ESTRATTO
---
Ansa

L'editoriale del direttore

Non banalizzare, minimizzare, criminalizzare. Cosa vuol dire combattere la violenza in Italia, con numeri inediti

Claudio Cerasa

Dal boom di manifestazioni “per la pace” alle offese antiebraiche, l’Italia si scopre meno violenta del resto d’Europa ma con un trend preoccupante (che spaventa anche Haaretz). I dati del Viminale mostrano un paradosso: meno cortei, ma più feriti tra le forze dell’ordine e più casi di antisemitismo. I numeri di Piantedosi

Le parole d’ordine, in fondo, sono sempre quelle: non banalizzare, non minimizzare, non criminalizzare. Vale quando si parla di violenza verbale, vale quando si parla di violenza di piazza, vale quando si parla di violenza antisemita. Il ministro dell’Interno Matteo Piantedosi, ieri alla Camera, nel corso del question time, ha offerto alcuni numeri importanti relativi a quello che è lo stato della sicurezza in Italia. Il nostro paese, rispetto ad altri in Europa, resta tutto sommato un’isola felice, un’isola pacifica, un’isola di non violenza, ma i segnali messi insieme con sobrietà dal ministro dell’Interno sono lì a indicare le ragioni per cui le forze politiche, gli osservatori, gli intellettuali e gli attivisti dovrebbero evitare di ridimensionare alcune statistiche che fotografano un problema grave che gira attorno a quella parola: antisemitismo.
---
RACCOLTA DATI
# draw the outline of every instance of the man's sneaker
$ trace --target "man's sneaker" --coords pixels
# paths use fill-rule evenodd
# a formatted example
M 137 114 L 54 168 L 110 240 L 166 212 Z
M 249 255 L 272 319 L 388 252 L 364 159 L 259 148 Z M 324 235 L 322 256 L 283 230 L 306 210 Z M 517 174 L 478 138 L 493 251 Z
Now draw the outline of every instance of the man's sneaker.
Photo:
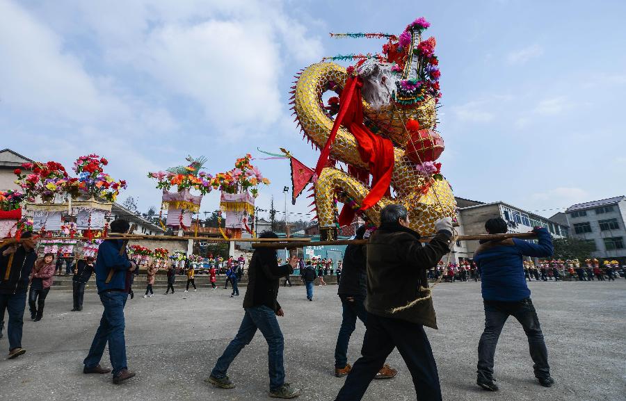
M 285 383 L 276 390 L 269 392 L 269 396 L 274 398 L 295 398 L 298 395 L 300 395 L 300 388 L 291 387 L 289 383 Z
M 86 375 L 89 375 L 90 373 L 97 373 L 99 375 L 104 375 L 105 373 L 111 373 L 111 369 L 108 368 L 103 368 L 99 365 L 96 365 L 92 368 L 88 368 L 85 366 L 83 368 L 83 373 Z
M 487 379 L 482 375 L 479 375 L 478 378 L 476 379 L 476 384 L 485 390 L 489 390 L 490 391 L 497 391 L 498 386 L 493 382 L 493 379 Z
M 15 358 L 17 358 L 19 355 L 24 355 L 24 354 L 26 354 L 26 350 L 17 347 L 17 348 L 13 348 L 9 352 L 8 359 L 13 359 Z
M 128 380 L 131 377 L 134 377 L 135 373 L 129 372 L 128 369 L 122 369 L 120 373 L 113 376 L 113 384 L 119 384 L 125 380 Z
M 392 369 L 389 365 L 385 363 L 385 365 L 383 365 L 383 367 L 380 368 L 380 370 L 378 370 L 378 373 L 376 373 L 376 376 L 374 376 L 374 379 L 391 379 L 397 374 L 398 374 L 397 370 L 396 370 L 395 369 Z
M 207 383 L 211 383 L 214 386 L 219 387 L 220 388 L 234 388 L 234 384 L 232 384 L 232 382 L 230 381 L 230 379 L 228 378 L 228 376 L 224 376 L 223 377 L 216 377 L 213 375 L 209 376 L 209 378 L 204 380 Z
M 351 370 L 352 370 L 352 366 L 350 366 L 350 363 L 346 363 L 346 366 L 343 368 L 335 368 L 335 377 L 343 377 L 344 376 L 349 373 Z
M 537 377 L 537 379 L 539 380 L 539 384 L 544 387 L 552 387 L 552 384 L 554 384 L 554 379 L 550 376 Z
---
RICHIESTA ASSEGNATA
Riscrivi per intero, parola per parola, l'estratto sulla violenza in Italia che precede i dati.

ESITO DEL COMPITO
Ansa

L'editoriale del direttore

Non banalizzare, minimizzare, criminalizzare. Cosa vuol dire combattere la violenza in Italia, con numeri inediti

Claudio Cerasa

Dal boom di manifestazioni “per la pace” alle offese antiebraiche, l’Italia si scopre meno violenta del resto d’Europa ma con un trend preoccupante (che spaventa anche Haaretz). I dati del Viminale mostrano un paradosso: meno cortei, ma più feriti tra le forze dell’ordine e più casi di antisemitismo. I numeri di Piantedosi

Le parole d’ordine, in fondo, sono sempre quelle: non banalizzare, non minimizzare, non criminalizzare. Vale quando si parla di violenza verbale, vale quando si parla di violenza di piazza, vale quando si parla di violenza antisemita. Il ministro dell’Interno Matteo Piantedosi, ieri alla Camera, nel corso del question time, ha offerto alcuni numeri importanti relativi a quello che è lo stato della sicurezza in Italia. Il nostro paese, rispetto ad altri in Europa, resta tutto sommato un’isola felice, un’isola pacifica, un’isola di non violenza, ma i segnali messi insieme con sobrietà dal ministro dell’Interno sono lì a indicare le ragioni per cui le forze politiche, gli osservatori, gli intellettuali e gli attivisti dovrebbero evitare di ridimensionare alcune statistiche che fotografano un problema grave che gira attorno a quella parola: antisemitismo.